--- Requirements ---
Copy the listing below verbatim, line by line, without changing any character.

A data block

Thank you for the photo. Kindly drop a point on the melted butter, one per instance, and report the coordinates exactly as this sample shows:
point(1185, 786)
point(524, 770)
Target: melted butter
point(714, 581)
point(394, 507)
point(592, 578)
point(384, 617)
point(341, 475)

--- Solution to this task ---
Thank you for the photo. Kindly drop a point on the melted butter, one per instance, and report the coordinates exactly as this sample shows:
point(1185, 786)
point(524, 770)
Target: melted butter
point(714, 581)
point(394, 507)
point(592, 578)
point(384, 617)
point(341, 475)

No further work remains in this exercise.